* _SOURCE TEXT_:
Amid new and complex challenges like 77% of employees fearing exposure to COVID-19 upon returning to the office — in addition to an escalating mental health crisis, increased burnout and a general lack of trust — employee well-being has been thrust into the spotlight like never before. The journey to infusing well-being into the workplace begins with understanding what employee well-being is and what it is not.
Traditional wellness in the workplace has failed. By leveraging biometric scores, weight loss goals and step counts to determine employee well-being, employers can reduce healthcare costs. However, these one-dimensional health determinants don’t tell the story of the whole person.
Stepping up your health is more than a simple physical activity. Despite being a key indicator of well-being, physical fitness doesn’t go the distance for whole-person well-being.
Well-being is about more than physical health.
Physical health influences emotional well-being, quality of life and life satisfaction — and they in turn influence physical health. In other words, physical health is only one element of employee well-being.
Well-being is continuous.
Well-being requires acting with awareness and intention to gradually improve the whole person throughout life.
Well-being isn’t easy to see in people.
When it comes to well-being, there’s often more than meets the eye. For example, individuals with greater sense of purpose may have higher levels of optimism, which partially contributes to increased sense of well-being.
Well-being isn’t the same as work-life balance.
It’s possible to have good work-life balance and be misaligned with well-being, and vice versa. Though the two intersect, they’re not reliant on each other.
Many organizations believe that well-being is a level playing field for all employees, but it’s a game changer when social determinants and identity come into play.
Well-being can impact objective data.
A recent study demonstrated that stress from high job demands can lead to poor physical and mental health, which can indicate mortality 20 years later. Despite being considered a “soft” metric that measures qualitative values, well-being can play a significant role in predicting outcomes for “hard” metrics.
Well-being isn't a level playing field.
Just because you’re on the same team doesn’t mean you have the same experiences at work — or in life. People exposed to potentially uncontrollable factors like genetics, underlying health conditions, personality issues and socioeconomic status may be less likely to report having good physical well-being — and they may also have increased vulnerability to mental health problems.
Sitting on a yoga mat may help you achieve inner peace, but it won't give you the connection you need to thrive at work. There’s merit to achieving goals in solitude, but well-being doesn’t have to be one of them.
Well-being isn’t a solitary pursuit.
There are several factors that influence well-being such as social, environmental and organizational health. These influencers help individuals develop mindsets that generate energy and expand our capacity to improve overall experiences and quality of life.
Work well-being is for everyone.
Work well-being isn’t a perk that’s only available to on-site workers, nor it is only for elites or those who can afford luxuries. Work well-being not only influences emotional, physical and financial well-being, but it also helps employees feel connected to their organization.
Organizations should make a concerted effort to positively impact employee well-being.
Employers have a vested interest in seeing their employees thrive. An organization that authentically invests in, commits to and supports employees at all levels of the organization will help employees increase job satisfaction, life satisfaction, well-being and feelings of inclusion.
This year has been full of surprises — and high among them is the amazing resilience employees have displayed amid multiple less-than-ideal work situations. To ensure your employees can help you lead the way going forward, you’ll need to support their well-being with a program that shows real care.

* _DATASET ENTRIES_:
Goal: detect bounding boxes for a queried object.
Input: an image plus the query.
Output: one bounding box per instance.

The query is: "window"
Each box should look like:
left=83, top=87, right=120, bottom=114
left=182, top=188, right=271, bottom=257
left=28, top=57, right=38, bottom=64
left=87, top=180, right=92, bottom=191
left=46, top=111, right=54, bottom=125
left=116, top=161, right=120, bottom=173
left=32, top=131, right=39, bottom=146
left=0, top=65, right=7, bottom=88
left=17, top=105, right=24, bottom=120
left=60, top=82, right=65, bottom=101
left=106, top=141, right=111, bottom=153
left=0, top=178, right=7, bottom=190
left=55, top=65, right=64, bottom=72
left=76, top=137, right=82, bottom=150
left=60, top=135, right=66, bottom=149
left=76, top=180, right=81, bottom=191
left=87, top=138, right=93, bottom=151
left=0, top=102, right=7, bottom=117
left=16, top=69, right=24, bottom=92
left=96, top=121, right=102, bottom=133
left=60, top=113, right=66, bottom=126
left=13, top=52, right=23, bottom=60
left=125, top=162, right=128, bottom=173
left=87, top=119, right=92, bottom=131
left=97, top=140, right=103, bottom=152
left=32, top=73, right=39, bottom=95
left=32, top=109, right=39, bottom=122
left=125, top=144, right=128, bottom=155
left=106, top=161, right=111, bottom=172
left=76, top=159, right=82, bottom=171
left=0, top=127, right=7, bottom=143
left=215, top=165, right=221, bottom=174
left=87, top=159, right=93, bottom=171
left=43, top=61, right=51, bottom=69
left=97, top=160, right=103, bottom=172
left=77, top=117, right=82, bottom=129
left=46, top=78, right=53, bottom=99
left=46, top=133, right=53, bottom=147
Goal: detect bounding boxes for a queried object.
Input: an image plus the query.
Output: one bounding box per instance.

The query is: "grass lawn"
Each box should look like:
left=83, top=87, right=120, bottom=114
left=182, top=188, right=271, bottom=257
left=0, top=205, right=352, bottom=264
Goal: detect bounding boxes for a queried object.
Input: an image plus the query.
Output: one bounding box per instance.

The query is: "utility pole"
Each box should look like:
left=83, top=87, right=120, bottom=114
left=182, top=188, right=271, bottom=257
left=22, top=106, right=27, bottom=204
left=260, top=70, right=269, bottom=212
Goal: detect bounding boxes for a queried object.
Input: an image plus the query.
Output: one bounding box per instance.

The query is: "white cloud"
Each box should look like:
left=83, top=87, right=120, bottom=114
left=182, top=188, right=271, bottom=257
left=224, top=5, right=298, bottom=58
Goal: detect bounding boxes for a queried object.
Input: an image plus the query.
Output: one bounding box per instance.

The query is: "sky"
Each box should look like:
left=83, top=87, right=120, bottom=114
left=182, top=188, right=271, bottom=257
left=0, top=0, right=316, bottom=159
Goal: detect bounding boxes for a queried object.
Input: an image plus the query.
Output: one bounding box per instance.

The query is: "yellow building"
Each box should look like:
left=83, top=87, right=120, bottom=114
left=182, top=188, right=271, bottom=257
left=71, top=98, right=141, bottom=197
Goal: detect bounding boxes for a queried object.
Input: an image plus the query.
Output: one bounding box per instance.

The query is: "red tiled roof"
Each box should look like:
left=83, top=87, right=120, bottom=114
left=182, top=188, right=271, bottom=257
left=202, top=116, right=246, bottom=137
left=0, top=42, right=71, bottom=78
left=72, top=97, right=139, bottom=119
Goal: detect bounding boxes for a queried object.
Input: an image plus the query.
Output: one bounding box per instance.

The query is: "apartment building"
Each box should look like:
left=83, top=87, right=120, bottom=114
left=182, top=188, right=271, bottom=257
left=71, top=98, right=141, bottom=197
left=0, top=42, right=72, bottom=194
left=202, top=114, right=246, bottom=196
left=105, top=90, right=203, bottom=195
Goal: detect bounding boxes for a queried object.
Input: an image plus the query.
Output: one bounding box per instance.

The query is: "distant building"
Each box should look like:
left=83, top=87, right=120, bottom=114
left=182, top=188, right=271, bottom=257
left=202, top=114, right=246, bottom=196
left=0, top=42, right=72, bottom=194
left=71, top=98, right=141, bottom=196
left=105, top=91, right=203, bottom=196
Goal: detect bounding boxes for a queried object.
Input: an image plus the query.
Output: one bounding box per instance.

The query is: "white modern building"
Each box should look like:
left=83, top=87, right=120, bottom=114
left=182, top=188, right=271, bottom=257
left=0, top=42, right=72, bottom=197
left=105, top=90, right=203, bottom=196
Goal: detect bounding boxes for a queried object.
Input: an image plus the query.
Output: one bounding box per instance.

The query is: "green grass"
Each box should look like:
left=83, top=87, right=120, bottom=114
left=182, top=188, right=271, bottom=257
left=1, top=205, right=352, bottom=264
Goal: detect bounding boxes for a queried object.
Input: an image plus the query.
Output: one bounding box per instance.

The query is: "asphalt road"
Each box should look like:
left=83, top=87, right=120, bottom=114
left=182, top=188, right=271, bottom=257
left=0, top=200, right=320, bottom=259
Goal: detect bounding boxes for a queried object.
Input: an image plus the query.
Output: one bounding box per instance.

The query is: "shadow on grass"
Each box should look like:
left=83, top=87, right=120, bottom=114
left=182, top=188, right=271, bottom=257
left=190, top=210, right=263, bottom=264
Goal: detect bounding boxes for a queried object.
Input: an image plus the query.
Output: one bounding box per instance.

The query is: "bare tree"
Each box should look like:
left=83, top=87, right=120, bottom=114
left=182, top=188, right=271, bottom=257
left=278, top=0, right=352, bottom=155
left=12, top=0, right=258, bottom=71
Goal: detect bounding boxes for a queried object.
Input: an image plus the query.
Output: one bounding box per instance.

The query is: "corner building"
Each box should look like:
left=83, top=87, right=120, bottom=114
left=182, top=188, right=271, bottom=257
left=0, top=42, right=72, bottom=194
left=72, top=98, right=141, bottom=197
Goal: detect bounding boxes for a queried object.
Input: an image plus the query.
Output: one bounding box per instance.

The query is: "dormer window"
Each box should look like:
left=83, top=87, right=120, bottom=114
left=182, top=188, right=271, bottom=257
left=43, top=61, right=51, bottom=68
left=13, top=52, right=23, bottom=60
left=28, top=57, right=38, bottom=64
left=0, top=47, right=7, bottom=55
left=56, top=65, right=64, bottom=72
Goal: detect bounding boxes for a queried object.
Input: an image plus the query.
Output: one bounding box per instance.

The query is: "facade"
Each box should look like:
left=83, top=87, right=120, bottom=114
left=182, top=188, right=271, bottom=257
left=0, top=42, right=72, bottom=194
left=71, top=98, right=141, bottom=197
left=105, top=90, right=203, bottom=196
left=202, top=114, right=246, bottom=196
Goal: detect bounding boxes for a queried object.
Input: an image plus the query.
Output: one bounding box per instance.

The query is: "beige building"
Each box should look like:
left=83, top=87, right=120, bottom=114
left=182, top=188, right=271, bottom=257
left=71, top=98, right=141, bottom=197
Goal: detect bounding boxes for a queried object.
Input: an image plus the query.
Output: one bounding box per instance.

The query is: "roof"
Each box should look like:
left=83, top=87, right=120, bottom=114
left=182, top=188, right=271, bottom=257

* _TASKS AND EXERCISES_:
(a) In the employee well-being article, copy the passage from "Work well-being is for" to "feelings of inclusion." word for word.
(b) List the potentially uncontrollable factors that the employee well-being article names.

* _SOLUTIONS BELOW_:
(a)
Work well-being is for everyone.
Work well-being isn’t a perk that’s only available to on-site workers, nor it is only for elites or those who can afford luxuries. Work well-being not only influences emotional, physical and financial well-being, but it also helps employees feel connected to their organization.
Organizations should make a concerted effort to positively impact employee well-being.
Employers have a vested interest in seeing their employees thrive. An organization that authentically invests in, commits to and supports employees at all levels of the organization will help employees increase job satisfaction, life satisfaction, well-being and feelings of inclusion.

(b)
- Genetics
- Underlying health conditions
- Personality issues
- Socioeconomic status